- **Work to be completed**: Extract the full set of records, then give each one again exactly.

- **Data rows**:

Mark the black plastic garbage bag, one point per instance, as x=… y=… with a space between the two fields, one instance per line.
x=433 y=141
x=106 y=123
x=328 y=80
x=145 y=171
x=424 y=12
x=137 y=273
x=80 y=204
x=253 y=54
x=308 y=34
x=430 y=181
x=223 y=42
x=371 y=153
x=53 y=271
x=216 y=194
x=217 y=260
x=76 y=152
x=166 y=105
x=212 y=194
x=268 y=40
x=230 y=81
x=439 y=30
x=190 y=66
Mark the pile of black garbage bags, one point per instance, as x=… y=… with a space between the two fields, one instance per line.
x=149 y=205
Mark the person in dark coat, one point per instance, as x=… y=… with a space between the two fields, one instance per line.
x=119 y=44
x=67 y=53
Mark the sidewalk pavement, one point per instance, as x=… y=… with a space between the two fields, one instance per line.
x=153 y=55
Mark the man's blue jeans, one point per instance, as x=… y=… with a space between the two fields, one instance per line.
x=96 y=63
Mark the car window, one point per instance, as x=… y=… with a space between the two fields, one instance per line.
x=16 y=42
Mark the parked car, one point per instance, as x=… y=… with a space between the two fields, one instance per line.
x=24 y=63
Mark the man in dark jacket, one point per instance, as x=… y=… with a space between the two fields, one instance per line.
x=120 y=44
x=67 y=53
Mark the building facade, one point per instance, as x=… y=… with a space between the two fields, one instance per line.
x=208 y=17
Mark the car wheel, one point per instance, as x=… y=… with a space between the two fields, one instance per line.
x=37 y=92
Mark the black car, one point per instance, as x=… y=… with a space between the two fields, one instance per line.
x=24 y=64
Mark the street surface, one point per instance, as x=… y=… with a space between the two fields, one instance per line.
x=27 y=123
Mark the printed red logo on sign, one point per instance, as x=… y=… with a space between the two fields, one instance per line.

- **Complete answer**:
Mark the black plastic garbage bag, one point per instance, as x=… y=… with a space between the two fields, one instance per line.
x=433 y=141
x=106 y=123
x=328 y=80
x=145 y=171
x=424 y=12
x=137 y=273
x=80 y=204
x=253 y=54
x=308 y=34
x=430 y=181
x=223 y=42
x=371 y=153
x=53 y=271
x=216 y=194
x=217 y=260
x=76 y=152
x=166 y=105
x=212 y=194
x=268 y=40
x=230 y=81
x=439 y=30
x=190 y=66
Mark the pile of black garbage bags, one point per instance, as x=… y=… with a space between the two fields, one instance per line.
x=149 y=205
Mark the person in dark coat, one point per instance, as x=… y=… with a space between the two fields, one instance per line.
x=119 y=44
x=67 y=53
Mark the sidewalk pavement, one point per instance, as x=… y=… with a space between the two fields, one instance per line.
x=153 y=55
Mark the man's blue jeans, one point per instance, as x=… y=… with a space between the two fields, one instance per line.
x=96 y=63
Mark the car window, one point per instance, as x=… y=… with a space between the two fields, one instance per line.
x=16 y=42
Mark the parked car, one point per instance, as x=… y=… with a space between the two fields, one instance per line.
x=24 y=63
Mark the man in dark jacket, one point per instance, as x=… y=… with a space between the two fields, one instance per line.
x=120 y=44
x=67 y=53
Mark the building facade, one point per instance, as x=… y=… with a space between the two fields, one instance per line.
x=208 y=17
Mark the car wheel, one point per instance, as x=… y=… with a space between the two fields, one instance per line.
x=37 y=92
Mark the black car, one point per instance, as x=… y=… with a space between the two fields, one instance per line.
x=24 y=64
Mark the street surface, one point per instance, as x=… y=… with a space between the two fields, one instance per line.
x=27 y=123
Mark the printed red logo on sign, one point per instance, as x=… y=… with a space between the two fields, one instance per line.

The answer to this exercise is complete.